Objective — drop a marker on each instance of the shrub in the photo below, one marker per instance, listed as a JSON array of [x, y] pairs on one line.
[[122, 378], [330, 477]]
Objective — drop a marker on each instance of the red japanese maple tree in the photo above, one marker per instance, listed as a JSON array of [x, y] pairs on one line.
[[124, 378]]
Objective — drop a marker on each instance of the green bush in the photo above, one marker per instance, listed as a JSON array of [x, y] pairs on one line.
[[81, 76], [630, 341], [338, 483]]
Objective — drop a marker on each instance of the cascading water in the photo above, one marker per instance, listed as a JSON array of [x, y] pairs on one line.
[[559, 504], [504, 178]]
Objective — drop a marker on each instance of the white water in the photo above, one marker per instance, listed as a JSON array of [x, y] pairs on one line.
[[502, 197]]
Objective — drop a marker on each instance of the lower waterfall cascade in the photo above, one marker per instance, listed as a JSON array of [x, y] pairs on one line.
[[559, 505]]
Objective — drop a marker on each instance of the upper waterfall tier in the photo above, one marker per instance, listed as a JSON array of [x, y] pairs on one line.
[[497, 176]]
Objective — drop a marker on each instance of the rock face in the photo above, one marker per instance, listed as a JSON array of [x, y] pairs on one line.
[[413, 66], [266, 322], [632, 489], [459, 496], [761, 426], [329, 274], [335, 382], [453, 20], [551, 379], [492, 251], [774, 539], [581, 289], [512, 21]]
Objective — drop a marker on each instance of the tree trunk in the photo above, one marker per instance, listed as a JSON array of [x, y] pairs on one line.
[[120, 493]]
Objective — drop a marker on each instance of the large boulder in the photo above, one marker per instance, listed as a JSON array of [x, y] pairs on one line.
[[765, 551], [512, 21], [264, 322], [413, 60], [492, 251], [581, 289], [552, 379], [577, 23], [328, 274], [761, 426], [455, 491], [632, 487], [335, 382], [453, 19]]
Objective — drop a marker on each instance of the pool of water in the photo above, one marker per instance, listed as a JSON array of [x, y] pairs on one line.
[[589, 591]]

- [STATED TASK] Copy the material from the line that contains "Objective — drop a marker on each instance of the green" through the line that contains "[[81, 76], [630, 341], [338, 483]]", and swap "bush" for "shrub" with nothing else changed.

- [ANSWER FOR THE TASK]
Objective — drop a marker on each instance of the green shrub in the photo above, one marker per instance, listed as a JSON array of [x, y] pairs on one line.
[[81, 76], [630, 341], [338, 483]]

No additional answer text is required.